■ **Texto fornecido**
>>>

Com efeito, David Neeleman, que integra consórcio Atlantic Gateway com Humberto Pedrosa, defendeu, a 31 de maio, em Lisboa, que a companhia pode crescer entre 10 a 15% ao ano, ressalvando que existem limites associados a essa expansão, explicitando:
O que estamos a fazer é utilizar aeronaves maiores. [Substituindo] as 330-200 pelas 330-900, [bem como], as 319 velhas por 321. A única coisa que podemos fazer é criar aeronaves maiores e com isso crescer 10 a 15% ao ano, mas vamos chegar a um limite.”.
Para o empresário o crescimento da empresa não depende só do aumento da capacidade das aeronaves, mas também e sobretudo da criação de novas infraestruturas aeroportuárias. E ele fez aquelas previsões depois de Humberto Pedrosa ter comentado à Lusa esperar que o Grupo possa multiplicar, pelo menos, sete vezes, os resultados, a meta definida pelo presidente executivo, Antonoaldo Neves, em três ou quatro anos. Disse Humberto Pedrosa, em 14 de maio, em resposta à Lusa:
Num horizonte de três, quatro anos, temos de atingir esses resultados. São resultados que, normalmente, as boas companhias já têm. E a TAP agora com a frota nova que vai entrar, com as rotas novas que tem – apesar da dificuldade no seu crescimento por causa do aeroporto –, vai tentando. Mas, na realidade, no horizonte de três a quatro anos temos que estar a atingir o que o Antonoaldo propôs atingir.”.
Em mensagem enviada aos trabalhadores da TAP em abril, Antonoaldo Neves salientou que o lucro de 21,2 milhões de euros em 2017 alcançado pela TAP SGPS foi “o melhor resultado dos últimos dez anos”, num contexto de “prejuízos acumulados ao longo de muitos anos”, e traduz a “transição para um novo ciclo” de criação de valor na empresa. De facto, os lucros da TAP SGPS no ano passado contrastam com um prejuízo de 27,7 milhões, registado em 2016.
Mas há mais. A TAP, preocupada com a atual exiguidade do espaço, encomendou um estudo sobre a otimização do aeroporto Humberto Delgado, em Lisboa, e prevê ter resposta “em 4 ou 5 meses”, segundo o CEO da companhia, que disse:
A TAP, por ser uma empresa privada, tem facilidade em contratar e vamos contratar esse estudo e vai ser feito em conjunto, a oito mãos. Esperamos que em quatro ou cinco meses tenhamos uma visão mais clara e, dadas as aspirações da TAP e as necessidades de investimento, do que deve ser feito primeiro”.

<<<

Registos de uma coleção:
>>>

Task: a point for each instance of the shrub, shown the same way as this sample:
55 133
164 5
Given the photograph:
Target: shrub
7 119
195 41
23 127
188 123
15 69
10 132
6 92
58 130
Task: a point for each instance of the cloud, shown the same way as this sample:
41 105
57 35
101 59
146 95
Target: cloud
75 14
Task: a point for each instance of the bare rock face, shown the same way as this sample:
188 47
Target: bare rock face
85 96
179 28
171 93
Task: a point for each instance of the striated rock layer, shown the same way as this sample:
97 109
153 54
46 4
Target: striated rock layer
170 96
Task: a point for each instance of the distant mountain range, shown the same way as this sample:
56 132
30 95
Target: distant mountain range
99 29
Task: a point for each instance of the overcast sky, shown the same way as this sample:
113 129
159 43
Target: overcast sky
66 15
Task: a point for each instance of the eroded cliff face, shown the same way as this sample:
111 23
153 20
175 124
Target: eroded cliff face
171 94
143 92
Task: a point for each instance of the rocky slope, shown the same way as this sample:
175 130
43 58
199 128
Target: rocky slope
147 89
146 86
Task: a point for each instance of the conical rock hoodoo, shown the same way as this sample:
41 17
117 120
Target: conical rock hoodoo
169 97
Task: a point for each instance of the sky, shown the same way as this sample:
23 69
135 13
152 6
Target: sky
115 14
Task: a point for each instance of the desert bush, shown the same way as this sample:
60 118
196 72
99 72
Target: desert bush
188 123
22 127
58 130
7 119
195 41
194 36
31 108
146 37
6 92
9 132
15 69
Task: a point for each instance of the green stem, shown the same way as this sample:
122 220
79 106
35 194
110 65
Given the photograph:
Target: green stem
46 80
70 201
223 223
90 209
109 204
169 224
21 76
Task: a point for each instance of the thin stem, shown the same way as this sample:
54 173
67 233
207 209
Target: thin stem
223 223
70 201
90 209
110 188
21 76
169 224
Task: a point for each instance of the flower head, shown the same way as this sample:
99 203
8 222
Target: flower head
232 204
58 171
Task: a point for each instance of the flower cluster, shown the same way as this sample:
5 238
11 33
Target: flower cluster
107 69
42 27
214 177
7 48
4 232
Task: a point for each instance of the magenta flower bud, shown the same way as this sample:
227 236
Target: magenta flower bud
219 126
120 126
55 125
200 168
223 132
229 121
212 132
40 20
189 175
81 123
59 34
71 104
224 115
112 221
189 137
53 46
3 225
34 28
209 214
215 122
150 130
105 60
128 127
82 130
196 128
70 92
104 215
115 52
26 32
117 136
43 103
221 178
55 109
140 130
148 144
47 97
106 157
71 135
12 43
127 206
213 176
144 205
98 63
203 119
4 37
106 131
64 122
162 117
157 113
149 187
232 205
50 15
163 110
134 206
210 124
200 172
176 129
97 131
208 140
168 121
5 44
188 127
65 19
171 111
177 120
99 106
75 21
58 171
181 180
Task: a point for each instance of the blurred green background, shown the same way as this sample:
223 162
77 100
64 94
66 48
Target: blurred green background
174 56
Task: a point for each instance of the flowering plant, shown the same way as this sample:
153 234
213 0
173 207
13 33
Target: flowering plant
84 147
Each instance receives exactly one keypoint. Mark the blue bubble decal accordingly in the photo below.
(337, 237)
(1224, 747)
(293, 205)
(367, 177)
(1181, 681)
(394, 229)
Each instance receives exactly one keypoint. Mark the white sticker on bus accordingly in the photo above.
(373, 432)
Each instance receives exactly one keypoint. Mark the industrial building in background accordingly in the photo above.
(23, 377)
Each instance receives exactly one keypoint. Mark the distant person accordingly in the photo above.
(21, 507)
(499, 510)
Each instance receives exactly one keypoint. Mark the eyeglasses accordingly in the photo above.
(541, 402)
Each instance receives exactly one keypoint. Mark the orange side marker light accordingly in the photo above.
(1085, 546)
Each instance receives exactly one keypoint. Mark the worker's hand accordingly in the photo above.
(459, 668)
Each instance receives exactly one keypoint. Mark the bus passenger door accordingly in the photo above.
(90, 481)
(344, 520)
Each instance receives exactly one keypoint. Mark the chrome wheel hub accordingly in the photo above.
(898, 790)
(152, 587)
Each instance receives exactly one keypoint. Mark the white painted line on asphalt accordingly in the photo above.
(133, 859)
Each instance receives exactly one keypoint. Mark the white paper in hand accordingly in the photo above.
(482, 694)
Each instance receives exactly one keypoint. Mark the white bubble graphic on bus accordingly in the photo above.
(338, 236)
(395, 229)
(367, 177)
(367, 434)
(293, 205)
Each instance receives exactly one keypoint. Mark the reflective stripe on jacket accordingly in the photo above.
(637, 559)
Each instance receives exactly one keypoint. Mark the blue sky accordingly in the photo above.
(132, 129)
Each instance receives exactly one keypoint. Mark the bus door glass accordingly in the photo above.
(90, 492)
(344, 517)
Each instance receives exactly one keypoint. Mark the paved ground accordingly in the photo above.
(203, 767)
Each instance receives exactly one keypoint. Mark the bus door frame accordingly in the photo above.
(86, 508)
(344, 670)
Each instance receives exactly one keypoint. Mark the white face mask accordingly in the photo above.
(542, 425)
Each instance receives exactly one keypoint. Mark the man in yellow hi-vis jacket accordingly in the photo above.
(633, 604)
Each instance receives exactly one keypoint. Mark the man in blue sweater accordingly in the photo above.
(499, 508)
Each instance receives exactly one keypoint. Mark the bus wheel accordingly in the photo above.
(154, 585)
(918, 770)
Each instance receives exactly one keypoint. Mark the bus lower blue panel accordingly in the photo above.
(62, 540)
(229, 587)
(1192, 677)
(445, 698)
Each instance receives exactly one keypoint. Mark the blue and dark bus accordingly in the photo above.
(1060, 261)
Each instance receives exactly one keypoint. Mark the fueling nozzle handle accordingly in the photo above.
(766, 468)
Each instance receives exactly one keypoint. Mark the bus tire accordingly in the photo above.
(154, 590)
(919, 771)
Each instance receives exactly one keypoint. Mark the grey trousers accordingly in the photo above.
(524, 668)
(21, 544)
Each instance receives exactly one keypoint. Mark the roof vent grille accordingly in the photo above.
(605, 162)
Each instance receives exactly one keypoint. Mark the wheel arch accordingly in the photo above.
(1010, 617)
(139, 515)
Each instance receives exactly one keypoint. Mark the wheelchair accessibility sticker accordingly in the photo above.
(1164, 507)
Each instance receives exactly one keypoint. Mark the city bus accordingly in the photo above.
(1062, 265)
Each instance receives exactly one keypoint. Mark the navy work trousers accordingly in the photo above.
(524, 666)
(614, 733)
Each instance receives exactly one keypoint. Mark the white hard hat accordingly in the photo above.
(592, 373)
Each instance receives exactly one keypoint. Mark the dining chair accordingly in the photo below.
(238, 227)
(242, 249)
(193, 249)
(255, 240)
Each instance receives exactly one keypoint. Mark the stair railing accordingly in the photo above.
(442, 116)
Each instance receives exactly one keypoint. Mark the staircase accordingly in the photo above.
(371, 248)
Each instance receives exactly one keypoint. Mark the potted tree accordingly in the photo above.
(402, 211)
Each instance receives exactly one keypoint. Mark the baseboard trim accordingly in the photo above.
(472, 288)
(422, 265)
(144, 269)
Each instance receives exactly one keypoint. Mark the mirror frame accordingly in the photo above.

<<<

■ **Tarefas e exercícios**
A - Traduza para inglês a seguinte frase do texto sobre a TAP: "De facto, os lucros da TAP SGPS no ano passado contrastam com um prejuízo de 27,7 milhões, registado em 2016."
B - Segundo o texto sobre a TAP, qual foi o lucro alcançado pela TAP SGPS em 2017?
C - Escreva a continuação do texto sobre a TAP, começando logo após a última frase apresentada.

■ **Resultados por tarefa**
A - In fact, TAP SGPS's profits last year contrast with a loss of 27.7 million, recorded in 2016.

B - 21,2 milhões de euros.

C -
Em declarações aos jornalistas a bordo do novo Airbus 330 neo, ainda num voo de teste desde a fábrica francesa até Lisboa, o responsável precisou que o estudo abordará o estacionamento de aeronaves, saídas rápidas, área de terminal, ou seja, a otimização do aeroporto atual de Lisboa. E, referindo que, para este estudo – de “avaliação das necessidades, num nível de detalhe muito grande”, incluindo infraestruturas e controlo de tráfego aéreo –, está a ser contratada uma empresa internacional, explicou: 
“A gente vai trabalhar junto com o Governo para que esse estudo possa estar à disposição do país, para o país definir as políticas públicas necessárias para que se possa [a TAP] continuar a crescer”.
Sobre a falta de capacidade no aeroporto de Lisboa, Antonoaldo Neves argumentou que “reclamar não adianta nada” e que o estudo servirá como base para se “trabalhar em conjunto” para a melhoria das condições no aeroporto. E notou ser comum “em todo o lado do mundo” a colaboração entre “empresas, órgãos públicos, ministérios e agências e grupos de trabalho, para conjuntamente compor o que é melhor”. Assentando que, por agora, o aeroporto de Lisboa “pode crescer e vai crescer, simplesmente com a TAP trazendo novos aviões maiores”, como é o caso do A330-900, que garante mais 30 lugares em relação aos modelos anteriores, referiu:
É um passo natural nas companhias aéreas que estão crescendo, não fazendo o crescimento da frota em quantidade somente de aviões, que na maioria das vezes é para ter novos destinos e novas frequências, mas também crescer o tamanho da aeronave para transportar mais passageiros”.
Assim, metade do crescimento futuro da TAP virá “do crescimento do tamanho da aeronave”, já que a companhia precisa de crescer “um pouco em movimentos, mas mais importante é ter a capacidade de processar todos os passageiros no aeroporto”. Antonoaldo diz ser necessário mais espaço para o SEF (Serviço de Estrangeiros e Fronteiras), pois “o conceito de aumento de aeronave, hoje é um conceito para a TAP e para a Portela até mais importante que a quantidade de movimentos por hora no curtíssimo prazo”. A questão dos movimentos por hora é “mais para daqui a 2 ou 3 anos”, estimou o CEO, notando que pretende mesmo mais movimentos por hora.
E, para resolver alguns dos constrangimentos do aeroporto Humberto Delgado – outra preocupação –, David Saleeman vem sugerir a criação de “saídas rápidas”, dizendo:
O ano passado gastámos 12 milhões de euros [em combustível], enquanto andávamos às voltas no céu, [à espera] para poder aterrar. Agora com os combustíveis mais caros fica ainda mais difícil. […] Podíamos já ter feito aquilo que chamamos ‘saídas rápidas’, que todos os aeroportos já têm e que permitem, da mesma forma, operar com segurança.”.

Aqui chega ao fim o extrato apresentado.